> _INSTRUCTION_
In the data below, find each line that contains the string "stone", matching case exactly, and copy those lines out in full.

> _DATA TO USE_

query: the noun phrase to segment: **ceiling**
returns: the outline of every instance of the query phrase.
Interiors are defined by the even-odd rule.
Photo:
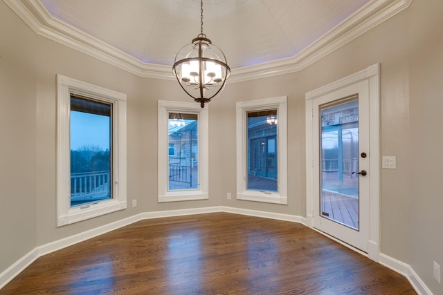
[[[141,61],[172,66],[200,33],[199,0],[40,0]],[[296,55],[369,0],[204,0],[204,32],[233,68]]]
[[[141,77],[174,79],[199,0],[3,0],[36,32]],[[204,32],[237,81],[300,70],[412,0],[204,0]]]

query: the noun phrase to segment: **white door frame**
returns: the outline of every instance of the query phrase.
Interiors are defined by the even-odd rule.
[[[371,177],[369,184],[369,240],[368,256],[379,261],[380,253],[380,64],[376,64],[345,78],[306,93],[306,220],[313,228],[315,213],[313,207],[314,177],[314,151],[313,135],[313,100],[320,96],[361,81],[369,84],[369,165]],[[343,243],[343,245],[345,245]]]

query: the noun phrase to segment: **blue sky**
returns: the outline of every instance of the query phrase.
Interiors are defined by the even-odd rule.
[[[71,149],[84,146],[109,149],[109,117],[71,112]]]

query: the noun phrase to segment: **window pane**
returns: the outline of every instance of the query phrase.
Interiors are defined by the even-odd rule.
[[[247,114],[247,189],[278,191],[277,110]]]
[[[112,198],[111,111],[71,97],[71,207]]]
[[[168,190],[199,189],[197,114],[168,113]]]

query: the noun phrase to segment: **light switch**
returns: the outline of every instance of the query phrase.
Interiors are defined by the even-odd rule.
[[[381,162],[381,168],[385,169],[397,169],[397,157],[395,155],[383,155]]]

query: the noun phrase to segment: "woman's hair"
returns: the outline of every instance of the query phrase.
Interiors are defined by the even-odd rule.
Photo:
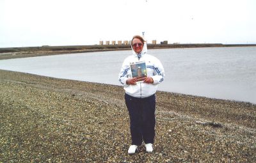
[[[142,43],[144,45],[145,40],[144,40],[144,39],[143,39],[141,36],[140,36],[140,35],[135,35],[135,36],[134,36],[133,38],[132,38],[132,41],[131,42],[131,43],[132,43],[133,39],[134,39],[134,38],[138,38],[138,39],[139,39],[139,40],[142,42]]]

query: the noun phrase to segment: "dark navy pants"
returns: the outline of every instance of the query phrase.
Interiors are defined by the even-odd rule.
[[[136,98],[125,95],[125,104],[130,116],[132,144],[154,143],[156,126],[156,96]]]

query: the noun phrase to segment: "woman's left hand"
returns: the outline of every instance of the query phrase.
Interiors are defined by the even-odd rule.
[[[152,77],[147,77],[146,79],[145,79],[143,82],[146,83],[153,83],[154,80]]]

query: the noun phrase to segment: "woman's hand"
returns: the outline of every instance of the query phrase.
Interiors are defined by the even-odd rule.
[[[146,83],[153,83],[154,80],[153,80],[153,78],[148,77],[146,79],[145,79],[143,82],[146,82]]]
[[[127,84],[128,85],[135,85],[137,81],[137,79],[136,79],[135,77],[132,79],[128,79],[126,81],[126,84]]]

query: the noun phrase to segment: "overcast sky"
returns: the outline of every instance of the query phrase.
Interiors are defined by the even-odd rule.
[[[148,42],[256,43],[255,0],[0,0],[0,47]]]

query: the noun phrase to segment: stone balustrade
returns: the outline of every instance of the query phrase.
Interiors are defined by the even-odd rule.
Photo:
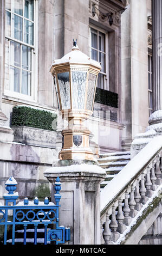
[[[161,136],[160,139],[154,147],[158,140],[153,139],[102,191],[101,244],[125,243],[146,209],[152,206],[155,198],[161,198]],[[152,153],[151,148],[154,149]],[[142,155],[145,156],[143,159]],[[134,166],[135,162],[138,166]],[[122,177],[126,180],[124,185]],[[113,189],[114,184],[116,187]],[[102,200],[105,200],[102,204]]]

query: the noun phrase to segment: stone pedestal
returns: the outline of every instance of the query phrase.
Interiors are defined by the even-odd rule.
[[[5,126],[8,118],[2,111],[2,92],[4,84],[5,1],[0,0],[0,141],[12,142],[13,131]]]
[[[54,185],[61,182],[60,221],[71,228],[69,244],[100,244],[100,183],[106,172],[96,165],[54,167],[44,175]],[[52,186],[51,195],[54,194]],[[54,198],[52,198],[54,200]]]

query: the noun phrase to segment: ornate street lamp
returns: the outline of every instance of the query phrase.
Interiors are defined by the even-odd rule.
[[[68,126],[62,132],[60,160],[95,161],[89,148],[90,131],[83,122],[93,113],[99,62],[79,51],[73,40],[72,51],[54,60],[51,69],[63,118],[68,117]]]

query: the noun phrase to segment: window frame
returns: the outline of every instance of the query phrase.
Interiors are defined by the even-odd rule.
[[[24,1],[23,1],[23,4],[24,4]],[[13,1],[11,0],[11,10],[9,10],[5,8],[5,15],[6,11],[8,11],[11,14],[11,32],[10,32],[10,36],[5,35],[5,40],[8,40],[9,42],[9,52],[8,52],[8,88],[10,87],[10,66],[14,66],[13,65],[11,65],[11,60],[10,60],[10,42],[14,42],[16,43],[18,43],[20,44],[21,47],[21,65],[20,65],[20,90],[22,90],[22,70],[24,70],[23,68],[22,67],[22,46],[25,46],[29,47],[31,49],[31,70],[29,72],[31,74],[31,84],[30,84],[30,95],[24,94],[21,93],[21,92],[16,92],[14,91],[12,91],[9,89],[6,89],[4,87],[4,96],[7,96],[8,97],[11,97],[13,98],[16,98],[21,100],[24,100],[30,101],[34,101],[37,102],[37,82],[38,82],[38,65],[37,65],[37,62],[38,62],[38,1],[36,0],[34,1],[34,11],[33,11],[33,45],[30,45],[28,43],[25,43],[23,40],[24,40],[24,19],[27,20],[27,21],[30,21],[27,18],[24,18],[24,8],[23,8],[23,14],[22,16],[20,15],[17,14],[15,14],[14,12],[12,12],[12,10],[13,8],[12,8],[12,5],[13,6]],[[24,6],[24,4],[23,5]],[[12,21],[12,15],[14,14],[16,14],[19,17],[22,17],[23,19],[23,25],[22,25],[22,41],[20,41],[18,39],[14,39],[14,37],[11,36],[12,33],[13,33],[13,28],[12,28],[12,24],[13,22]],[[5,32],[6,33],[6,32]],[[6,60],[6,57],[5,57],[5,59]],[[6,61],[6,60],[5,60]],[[5,62],[6,64],[6,62]],[[16,66],[16,68],[17,68]],[[25,70],[25,69],[24,69]]]
[[[90,29],[93,28],[98,31],[98,48],[99,47],[99,33],[101,32],[105,35],[105,52],[99,50],[98,48],[95,49],[92,47],[92,41],[91,41],[91,31]],[[98,52],[98,60],[99,60],[99,53],[103,53],[105,54],[105,72],[103,72],[101,71],[99,74],[101,74],[104,76],[104,83],[103,88],[104,90],[109,90],[109,61],[108,61],[108,32],[96,26],[94,26],[92,24],[89,25],[89,54],[90,58],[91,58],[91,49],[93,49]]]

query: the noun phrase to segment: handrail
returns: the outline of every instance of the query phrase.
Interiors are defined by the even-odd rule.
[[[162,148],[162,136],[153,138],[101,191],[101,217]]]

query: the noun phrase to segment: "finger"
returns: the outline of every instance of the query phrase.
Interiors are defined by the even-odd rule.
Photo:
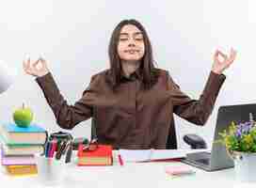
[[[232,61],[235,59],[236,54],[237,54],[237,52],[236,52],[233,48],[232,48],[230,58],[231,58]]]
[[[40,57],[40,62],[41,62],[41,66],[43,68],[47,68],[47,63],[46,63],[46,60],[44,58]]]
[[[35,63],[32,64],[32,67],[34,69],[37,69],[38,64],[40,62],[40,59],[39,58]]]
[[[30,59],[24,60],[23,66],[24,66],[24,70],[29,70],[30,69]]]
[[[227,59],[227,58],[228,58],[228,55],[225,55],[225,54],[223,54],[223,53],[220,52],[220,51],[218,51],[218,55],[219,55],[220,56],[222,56],[224,59]]]

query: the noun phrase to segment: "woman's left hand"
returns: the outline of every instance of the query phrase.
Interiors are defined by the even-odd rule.
[[[222,57],[222,60],[219,59],[219,56]],[[217,74],[221,74],[224,70],[228,69],[232,62],[234,61],[236,56],[236,51],[232,48],[231,54],[228,56],[227,55],[223,54],[222,52],[216,50],[214,56],[214,65],[212,68],[212,71]]]

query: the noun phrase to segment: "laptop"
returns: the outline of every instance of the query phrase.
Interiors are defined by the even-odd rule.
[[[232,121],[241,123],[253,120],[251,119],[253,117],[256,117],[256,103],[220,106],[217,112],[214,141],[221,138],[218,133],[227,130]],[[213,144],[210,152],[186,154],[182,162],[206,171],[233,167],[233,161],[228,156],[225,146],[218,143]]]

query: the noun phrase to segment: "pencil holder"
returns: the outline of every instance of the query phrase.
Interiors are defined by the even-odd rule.
[[[40,183],[56,184],[60,183],[65,178],[65,162],[47,158],[45,156],[36,156],[38,178]]]

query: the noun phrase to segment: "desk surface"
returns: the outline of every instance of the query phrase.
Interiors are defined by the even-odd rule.
[[[74,160],[73,160],[74,161]],[[113,166],[77,166],[71,163],[65,165],[63,180],[51,187],[255,187],[256,183],[240,183],[235,180],[233,168],[206,172],[198,168],[196,174],[187,177],[171,179],[166,173],[167,166],[186,165],[182,163],[126,163],[120,166],[117,152],[114,152]],[[49,187],[42,185],[38,176],[10,177],[0,167],[1,187]]]

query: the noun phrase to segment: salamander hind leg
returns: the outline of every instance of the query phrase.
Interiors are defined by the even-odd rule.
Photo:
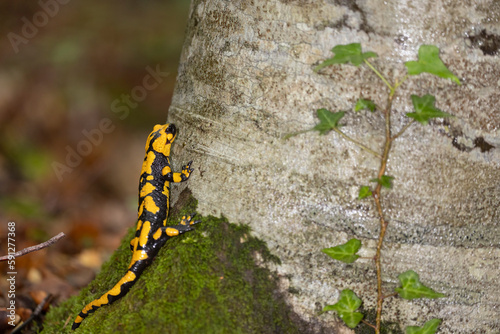
[[[191,173],[194,171],[194,169],[191,168],[192,163],[193,162],[190,161],[186,165],[184,165],[182,167],[182,171],[180,173],[172,173],[171,179],[169,181],[174,182],[174,183],[179,183],[179,182],[184,182],[187,179],[189,179],[189,177],[191,176]]]
[[[175,237],[179,234],[192,231],[192,230],[194,230],[194,228],[192,226],[194,224],[198,224],[200,222],[200,220],[193,220],[195,215],[196,215],[196,213],[193,213],[193,214],[188,215],[188,216],[183,216],[178,225],[166,226],[166,227],[162,227],[161,229],[169,237]]]

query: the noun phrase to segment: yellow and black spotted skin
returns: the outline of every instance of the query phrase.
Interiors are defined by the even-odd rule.
[[[139,213],[137,231],[130,242],[132,260],[127,273],[108,292],[83,308],[73,323],[78,328],[85,317],[99,307],[109,305],[123,297],[134,285],[144,269],[151,263],[165,242],[176,235],[191,231],[194,216],[184,216],[179,225],[167,227],[170,202],[170,182],[186,181],[193,169],[191,162],[180,173],[170,167],[170,146],[176,136],[173,124],[155,125],[146,142],[146,156],[139,181]]]

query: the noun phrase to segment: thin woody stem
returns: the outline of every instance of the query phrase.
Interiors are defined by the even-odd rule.
[[[384,152],[382,154],[382,159],[380,162],[380,168],[378,172],[378,179],[381,179],[385,174],[387,169],[387,161],[389,159],[389,151],[391,150],[392,138],[391,138],[391,107],[392,100],[394,98],[394,92],[389,94],[389,98],[387,101],[387,108],[384,111],[385,116],[385,143],[384,143]],[[380,234],[377,242],[377,251],[375,253],[375,267],[377,270],[377,316],[376,316],[376,325],[375,325],[375,333],[380,334],[380,324],[382,319],[382,306],[384,303],[384,295],[382,292],[382,263],[380,261],[381,253],[382,253],[382,244],[384,242],[385,232],[387,230],[387,225],[389,224],[384,218],[384,212],[382,209],[382,203],[380,198],[380,191],[382,190],[382,185],[379,183],[373,192],[373,199],[375,201],[375,205],[377,207],[377,212],[380,220]]]
[[[52,237],[49,240],[47,240],[45,242],[42,242],[41,244],[38,244],[38,245],[35,245],[35,246],[31,246],[31,247],[27,247],[27,248],[25,248],[23,250],[20,250],[19,252],[14,253],[14,254],[4,255],[4,256],[0,257],[0,261],[7,261],[9,259],[9,257],[12,257],[12,256],[13,257],[23,256],[25,254],[28,254],[28,253],[31,253],[31,252],[35,252],[35,251],[40,250],[42,248],[49,247],[50,245],[56,243],[57,241],[59,241],[59,239],[64,238],[65,236],[66,236],[66,234],[64,234],[63,232],[61,232],[58,235],[56,235],[55,237]]]

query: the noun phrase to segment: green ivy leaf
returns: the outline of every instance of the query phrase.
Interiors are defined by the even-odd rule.
[[[359,188],[358,199],[367,198],[367,197],[370,197],[371,195],[372,195],[372,191],[370,190],[370,187],[362,186],[361,188]]]
[[[354,107],[354,111],[360,111],[363,109],[368,109],[371,112],[374,112],[375,109],[377,109],[377,105],[372,100],[359,99],[356,102],[356,106]]]
[[[317,113],[320,123],[313,130],[319,131],[320,135],[324,135],[328,131],[340,127],[338,123],[345,114],[343,111],[331,112],[327,109],[318,109]]]
[[[359,66],[363,63],[365,59],[377,57],[375,52],[361,52],[361,44],[352,43],[346,45],[336,45],[332,52],[335,53],[333,58],[329,58],[316,66],[314,68],[315,72],[318,72],[323,67],[333,65],[333,64],[346,64],[352,63],[355,66]]]
[[[321,251],[335,260],[345,263],[353,263],[359,258],[359,255],[356,255],[356,253],[360,248],[361,241],[353,238],[345,244],[330,248],[323,248]]]
[[[425,323],[423,327],[408,326],[406,334],[434,334],[441,324],[441,319],[432,319]]]
[[[361,299],[352,290],[346,289],[340,293],[339,301],[333,305],[326,305],[323,312],[336,311],[349,328],[354,328],[363,319],[363,314],[354,312],[360,306]]]
[[[420,278],[418,274],[413,270],[408,270],[398,276],[399,282],[401,283],[400,288],[396,288],[395,291],[404,299],[416,299],[416,298],[441,298],[445,297],[444,294],[435,292],[431,288],[426,287],[420,283]]]
[[[415,109],[415,112],[407,113],[406,116],[413,118],[423,125],[429,123],[429,119],[431,118],[453,117],[453,115],[436,108],[434,106],[436,98],[430,94],[426,94],[422,97],[418,95],[412,95],[411,101],[413,102],[413,108]]]
[[[409,75],[430,73],[438,77],[450,79],[460,85],[460,80],[446,67],[439,58],[439,48],[434,45],[421,45],[418,49],[418,61],[405,63]]]
[[[392,180],[394,180],[393,176],[382,175],[380,179],[371,179],[370,182],[377,182],[384,188],[392,188]]]

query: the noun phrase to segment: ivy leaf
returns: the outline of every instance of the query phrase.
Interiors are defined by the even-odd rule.
[[[362,186],[361,188],[359,188],[358,199],[367,198],[367,197],[370,197],[371,195],[372,195],[372,191],[370,190],[370,187]]]
[[[360,111],[363,109],[368,109],[371,112],[374,112],[375,109],[377,109],[377,105],[372,100],[359,99],[356,102],[356,106],[354,107],[354,111]]]
[[[409,75],[417,75],[423,72],[437,75],[438,77],[450,79],[460,85],[460,80],[446,67],[439,58],[439,48],[434,45],[421,45],[418,49],[418,61],[405,63]]]
[[[319,131],[320,135],[324,135],[328,131],[340,127],[338,123],[345,114],[343,111],[331,112],[327,109],[318,109],[317,113],[320,123],[313,130]]]
[[[434,334],[441,324],[441,319],[432,319],[425,323],[423,327],[408,326],[406,334]]]
[[[361,299],[352,290],[345,289],[340,293],[339,301],[333,305],[326,305],[323,312],[336,311],[349,328],[354,328],[363,319],[363,314],[354,312],[360,306]]]
[[[323,67],[333,64],[346,64],[351,63],[355,66],[359,66],[363,63],[365,59],[377,57],[375,52],[361,52],[361,44],[352,43],[346,45],[336,45],[333,47],[332,52],[335,53],[333,58],[327,59],[318,66],[314,68],[315,72],[318,72]]]
[[[377,182],[384,188],[392,188],[392,180],[394,180],[393,176],[382,175],[380,179],[371,179],[370,182]]]
[[[413,118],[423,125],[429,123],[429,119],[431,118],[453,117],[453,115],[436,108],[434,106],[436,98],[430,94],[426,94],[422,97],[418,95],[412,95],[411,101],[413,102],[413,108],[415,109],[415,112],[407,113],[406,116]]]
[[[408,270],[398,276],[399,282],[401,283],[400,288],[394,289],[399,295],[404,299],[416,299],[416,298],[441,298],[445,297],[444,294],[435,292],[431,288],[426,287],[420,283],[420,278],[418,274],[413,270]]]
[[[353,263],[359,258],[359,255],[356,255],[356,253],[360,248],[361,241],[353,238],[345,244],[330,248],[323,248],[321,251],[330,256],[332,259],[345,263]]]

> _EXERCISE RESPONSE_
query: the noun phrase to segment: stone balustrade
query: the noun phrase to segment: stone pedestal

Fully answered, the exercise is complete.